:: WHAT IS BEING ASKED ::
Reproduce every line of the entries below word for word, with nothing changed, added, or left out.

:: MATERIAL FOR THIS EXERCISE ::
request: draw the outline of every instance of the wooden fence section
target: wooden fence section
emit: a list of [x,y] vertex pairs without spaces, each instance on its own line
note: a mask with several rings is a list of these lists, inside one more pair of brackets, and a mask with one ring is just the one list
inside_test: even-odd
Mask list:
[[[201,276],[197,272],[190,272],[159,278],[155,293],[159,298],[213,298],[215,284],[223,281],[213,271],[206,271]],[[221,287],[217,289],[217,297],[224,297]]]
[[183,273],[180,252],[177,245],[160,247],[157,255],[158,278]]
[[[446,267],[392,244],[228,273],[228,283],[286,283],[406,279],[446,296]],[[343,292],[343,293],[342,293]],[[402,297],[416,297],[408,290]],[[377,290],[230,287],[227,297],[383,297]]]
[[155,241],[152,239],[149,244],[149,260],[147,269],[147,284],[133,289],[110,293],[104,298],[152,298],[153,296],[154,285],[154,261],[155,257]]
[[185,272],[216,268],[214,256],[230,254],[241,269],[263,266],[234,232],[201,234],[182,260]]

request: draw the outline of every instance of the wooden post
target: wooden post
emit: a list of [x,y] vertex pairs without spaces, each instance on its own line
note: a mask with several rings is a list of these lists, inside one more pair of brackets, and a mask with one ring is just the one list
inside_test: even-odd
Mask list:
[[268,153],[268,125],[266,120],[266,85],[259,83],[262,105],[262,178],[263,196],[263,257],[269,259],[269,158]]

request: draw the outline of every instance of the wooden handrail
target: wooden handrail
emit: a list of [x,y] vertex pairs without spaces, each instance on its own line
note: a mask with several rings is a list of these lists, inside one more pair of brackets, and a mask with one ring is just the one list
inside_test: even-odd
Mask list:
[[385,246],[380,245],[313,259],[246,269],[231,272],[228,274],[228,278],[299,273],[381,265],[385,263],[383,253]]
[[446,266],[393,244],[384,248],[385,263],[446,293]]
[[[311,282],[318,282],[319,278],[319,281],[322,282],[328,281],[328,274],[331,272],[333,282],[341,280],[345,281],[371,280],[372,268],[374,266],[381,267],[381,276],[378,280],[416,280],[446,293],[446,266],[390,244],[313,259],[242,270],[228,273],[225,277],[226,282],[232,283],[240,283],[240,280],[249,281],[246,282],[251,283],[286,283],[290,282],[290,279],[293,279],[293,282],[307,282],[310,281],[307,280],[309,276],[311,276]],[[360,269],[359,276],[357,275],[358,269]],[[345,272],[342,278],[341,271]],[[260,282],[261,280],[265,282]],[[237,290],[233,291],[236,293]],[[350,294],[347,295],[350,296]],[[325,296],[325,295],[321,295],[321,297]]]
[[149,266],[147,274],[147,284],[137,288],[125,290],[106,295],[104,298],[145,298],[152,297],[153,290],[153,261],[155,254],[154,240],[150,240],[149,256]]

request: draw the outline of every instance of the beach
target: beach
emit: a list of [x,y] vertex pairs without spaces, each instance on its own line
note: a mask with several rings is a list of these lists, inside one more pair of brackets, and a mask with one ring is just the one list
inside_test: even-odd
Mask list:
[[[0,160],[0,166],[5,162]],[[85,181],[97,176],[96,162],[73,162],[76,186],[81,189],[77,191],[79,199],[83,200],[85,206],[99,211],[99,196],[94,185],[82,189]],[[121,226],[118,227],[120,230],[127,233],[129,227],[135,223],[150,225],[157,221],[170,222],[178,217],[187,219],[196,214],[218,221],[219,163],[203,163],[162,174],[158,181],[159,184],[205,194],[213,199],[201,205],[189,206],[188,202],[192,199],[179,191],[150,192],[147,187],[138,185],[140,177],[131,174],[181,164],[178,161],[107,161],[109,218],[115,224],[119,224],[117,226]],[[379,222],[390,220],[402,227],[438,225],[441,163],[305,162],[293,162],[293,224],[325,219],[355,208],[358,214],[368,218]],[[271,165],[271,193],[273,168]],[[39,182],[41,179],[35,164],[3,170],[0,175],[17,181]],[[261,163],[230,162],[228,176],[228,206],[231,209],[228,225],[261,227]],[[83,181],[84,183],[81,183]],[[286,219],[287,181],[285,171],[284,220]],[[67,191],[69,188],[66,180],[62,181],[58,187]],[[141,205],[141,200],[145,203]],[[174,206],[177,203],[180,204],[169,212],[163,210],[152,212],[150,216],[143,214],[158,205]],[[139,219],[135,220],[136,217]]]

:: WRITTEN SOLUTION ::
request: draw the outline of every instance of the wooden fence section
target: wooden fence section
emit: a list of [x,y] vertex pairs without spaces, each instance on its own line
note: a mask with several rings is a list of these lists, inside one more pair of brackets, and a mask with one ring is just the one list
inside_test: even-odd
Mask list:
[[[201,276],[197,272],[190,272],[159,278],[155,293],[159,298],[213,298],[215,284],[223,281],[213,271],[206,271]],[[221,287],[217,289],[217,297],[224,297]]]
[[183,273],[180,252],[177,245],[160,247],[157,255],[158,278]]
[[[446,267],[392,244],[228,273],[228,283],[286,283],[406,279],[446,296]],[[343,292],[343,293],[342,293]],[[402,297],[416,297],[408,290]],[[377,290],[230,287],[227,297],[383,297]]]
[[155,241],[152,239],[149,244],[149,260],[147,269],[147,284],[133,289],[110,293],[104,298],[152,298],[153,296],[154,285],[154,261],[155,257]]
[[185,272],[216,268],[214,256],[230,254],[241,269],[263,266],[234,232],[201,234],[182,260]]

request: draw the outline of every instance of the wooden post
target: wooden post
emit: a list of [x,y] vertex pairs without spaces, each instance on its own line
note: a mask with several rings is a list of these lists, inside one more pair of brackets, and a mask with one ring is just the one list
inside_test: even-odd
Mask list:
[[268,153],[268,125],[266,120],[266,85],[259,83],[262,105],[262,178],[263,196],[263,257],[269,259],[269,158]]

request: draw the outline of every instance of the wooden handrail
target: wooden handrail
emit: a list of [x,y] vertex pairs without spaces, each instance on its own line
note: a mask with several rings is a list of these lists, inside one more pair of brackets, and a mask with one ring is just the one list
inside_test: even-odd
Mask list:
[[385,246],[380,245],[313,259],[246,269],[231,272],[228,274],[228,278],[299,273],[381,265],[385,263],[383,253]]
[[446,266],[393,244],[384,248],[385,263],[446,293]]
[[[311,282],[318,282],[319,278],[319,281],[322,282],[328,281],[328,274],[331,272],[333,282],[341,280],[345,281],[371,280],[372,268],[374,266],[381,267],[381,276],[378,280],[416,280],[446,293],[446,266],[390,244],[313,259],[242,270],[228,273],[225,277],[226,282],[232,283],[240,283],[240,280],[249,281],[246,282],[251,283],[286,283],[290,282],[290,279],[293,279],[293,282],[307,282],[310,281],[307,280],[309,276],[311,276]],[[360,269],[359,276],[357,275],[358,269]],[[345,272],[342,278],[341,271]],[[260,282],[261,280],[265,282]],[[237,290],[233,291],[236,293]],[[350,294],[347,295],[350,296]],[[325,296],[325,295],[321,295],[321,297]]]
[[149,266],[147,274],[147,284],[137,288],[125,290],[106,295],[104,298],[145,298],[152,297],[153,290],[153,261],[155,254],[154,240],[150,240],[149,256]]

request: draw the outline of every instance of the beach
target: beach
emit: a list of [x,y] vertex pairs without spaces, each instance on its own line
note: a mask with several rings is a list of these lists, inside one more pair of brackets, and a mask with one ring is just the one list
inside_test: even-odd
Mask list:
[[[0,160],[0,166],[5,162]],[[85,181],[97,176],[96,162],[73,162],[76,186],[81,189],[77,191],[79,199],[83,200],[85,206],[99,211],[99,196],[94,185],[82,189]],[[121,226],[118,227],[120,230],[127,233],[129,227],[135,223],[150,225],[157,221],[170,222],[178,217],[187,219],[196,214],[218,221],[219,163],[203,163],[162,174],[158,181],[159,184],[205,194],[213,199],[201,205],[189,206],[188,202],[192,199],[179,191],[150,192],[147,187],[138,185],[140,177],[131,174],[181,164],[178,161],[107,161],[109,218],[115,224],[119,224],[117,226]],[[379,222],[390,220],[402,227],[438,225],[441,163],[305,162],[293,162],[293,224],[325,219],[355,208],[358,214],[368,218]],[[271,165],[271,193],[273,168]],[[39,182],[41,179],[35,164],[3,170],[0,175],[17,181]],[[261,163],[230,162],[228,176],[228,206],[231,209],[228,225],[261,227]],[[83,181],[84,183],[81,183]],[[286,219],[287,181],[285,171],[284,220]],[[67,191],[69,188],[66,180],[62,181],[58,187]],[[141,205],[141,200],[145,203]],[[174,206],[177,203],[180,204],[169,212],[163,210],[152,212],[150,216],[143,214],[158,205]],[[139,219],[135,220],[136,217]]]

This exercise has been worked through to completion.